• **Text**:
______________________________
The Team: Studio REFUGE

The Site: Wijnhaveneiland

The Tutor: Harmon van der Wall (Krill Architects)

Over the course of the next two weeks our group, Studio REFUGE, has the task of proposing future development interventions/scenarios that will transform Rotterdam’s original core into a reality consistent with the Open-City philosophy – a collective, attractive (literally, serve as an attractor), and economically strong environment.  We wanted to tap into a design pool familiar with the public spaces of Rotterdam.  We started an archinect discussion about the future potential industries.  See in-progress string here.

Our site has the potential to become the densest part of the city.  We are an island of low, mid, and high-rise development, with plans to go extremely vertical.  Additionally, it is a well connected piece of the city and within walking distance of all major landmarks, neighborhoods, attractions, and regional transit hubs.  On my first day in Rotterdam, I found myself on the island without even realizing I was isolated.  Dutch landscape architects have proposed changes to the area for years.  Why haven’t any of these open space solutions been realized?
______________________________
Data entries
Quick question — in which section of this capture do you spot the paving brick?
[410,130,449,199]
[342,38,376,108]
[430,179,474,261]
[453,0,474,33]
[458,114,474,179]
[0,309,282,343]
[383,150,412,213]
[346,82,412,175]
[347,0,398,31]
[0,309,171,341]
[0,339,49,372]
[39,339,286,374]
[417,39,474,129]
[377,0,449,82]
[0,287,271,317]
______________________________
• **Your instructions**: According to the text above, which site is Studio REFUGE working on?

• **Expected answer**: Wijnhaveneiland